* begin *

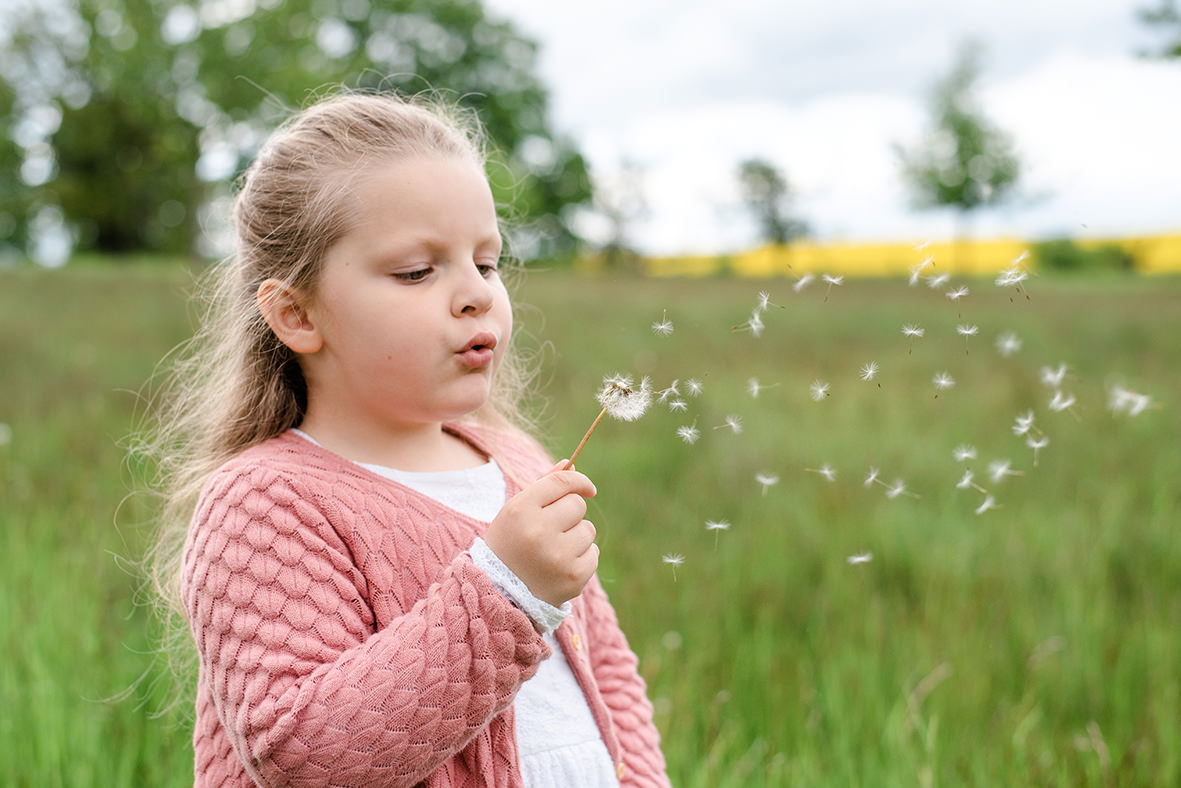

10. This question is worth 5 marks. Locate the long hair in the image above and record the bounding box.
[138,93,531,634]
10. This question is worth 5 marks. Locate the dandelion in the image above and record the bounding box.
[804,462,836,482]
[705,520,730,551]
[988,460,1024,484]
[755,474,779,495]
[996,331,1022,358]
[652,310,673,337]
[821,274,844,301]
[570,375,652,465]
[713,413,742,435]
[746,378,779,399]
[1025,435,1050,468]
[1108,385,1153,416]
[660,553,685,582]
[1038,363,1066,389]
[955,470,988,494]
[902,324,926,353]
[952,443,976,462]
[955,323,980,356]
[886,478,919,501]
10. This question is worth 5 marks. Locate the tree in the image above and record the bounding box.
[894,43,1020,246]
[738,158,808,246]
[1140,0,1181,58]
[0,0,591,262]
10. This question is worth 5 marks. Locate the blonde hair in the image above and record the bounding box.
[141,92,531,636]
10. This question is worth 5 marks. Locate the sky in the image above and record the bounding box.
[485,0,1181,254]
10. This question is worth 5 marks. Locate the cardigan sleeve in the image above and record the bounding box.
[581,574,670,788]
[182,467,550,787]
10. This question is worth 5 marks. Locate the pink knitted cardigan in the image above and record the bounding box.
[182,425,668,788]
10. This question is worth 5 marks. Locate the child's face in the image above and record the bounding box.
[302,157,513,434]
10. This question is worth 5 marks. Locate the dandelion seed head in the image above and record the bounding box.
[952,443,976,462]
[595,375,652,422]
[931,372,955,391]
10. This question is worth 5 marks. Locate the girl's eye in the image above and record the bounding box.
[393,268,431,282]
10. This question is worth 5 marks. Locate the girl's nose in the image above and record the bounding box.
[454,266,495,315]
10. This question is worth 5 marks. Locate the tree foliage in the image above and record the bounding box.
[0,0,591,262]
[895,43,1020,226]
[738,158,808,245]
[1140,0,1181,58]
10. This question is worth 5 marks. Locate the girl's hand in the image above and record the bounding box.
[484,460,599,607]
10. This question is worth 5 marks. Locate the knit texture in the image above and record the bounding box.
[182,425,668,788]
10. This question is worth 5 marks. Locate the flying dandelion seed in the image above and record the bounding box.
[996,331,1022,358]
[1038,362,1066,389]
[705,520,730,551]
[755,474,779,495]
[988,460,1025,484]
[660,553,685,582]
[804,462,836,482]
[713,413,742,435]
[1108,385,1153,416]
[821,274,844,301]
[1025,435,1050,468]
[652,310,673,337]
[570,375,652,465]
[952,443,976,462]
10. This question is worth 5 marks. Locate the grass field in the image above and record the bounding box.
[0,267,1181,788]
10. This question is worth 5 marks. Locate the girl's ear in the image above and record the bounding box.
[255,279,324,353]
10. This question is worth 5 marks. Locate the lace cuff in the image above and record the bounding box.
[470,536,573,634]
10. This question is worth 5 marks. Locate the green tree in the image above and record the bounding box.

* end *

INSTRUCTIONS TO FOLLOW — Can you write out the rows again, requests included, from the line with "10. This question is worth 5 marks. Locate the tree foliage" through the end of the rows, multiplying every bounding box coordinate in the answers by 1.85 and rounding each to a whole number, with halves rounded up? Leave the wording of the requests unchanged.

ANSWER FOR THIS EXERCISE —
10. This question is worth 5 marks. Locate the tree foliage in the image above and record the bounding box.
[0,0,1093,485]
[1656,80,1887,418]
[1365,292,1495,453]
[2109,0,2185,107]
10. This question is worth 5 marks. Locate the girl's hand in the image above and record the bounding box.
[895,851,1108,1123]
10. This question is worth 5 marks. Locate the knit texture in the image above and record the bounding box.
[337,786,1236,1458]
10. This question is worth 5 marks. Locate the flying dandelion seed in the image above and record the bounding box.
[1843,612,1891,662]
[1920,670,1972,720]
[1304,962,1351,1019]
[1397,877,1441,916]
[1828,851,1896,895]
[1221,1023,1267,1077]
[1487,855,1547,892]
[1319,764,1373,805]
[2050,712,2133,770]
[1519,507,1561,557]
[1896,805,1943,866]
[1206,574,1245,623]
[1055,694,1206,860]
[1761,820,1806,855]
10. This question is worth 5 marks. Locate the grass field in the image above and record the bounding box.
[0,494,2185,1458]
10. This question is worth 5 marks. Locate the girl's ear in the image above and record the bounding box.
[472,516,599,653]
10. This question is worth 5 marks. Locate the lace cuff in the image above and record the bounding box.
[870,992,1060,1173]
10. This question is worth 5 marks. Locate the green tree in the image above and record the bounding box.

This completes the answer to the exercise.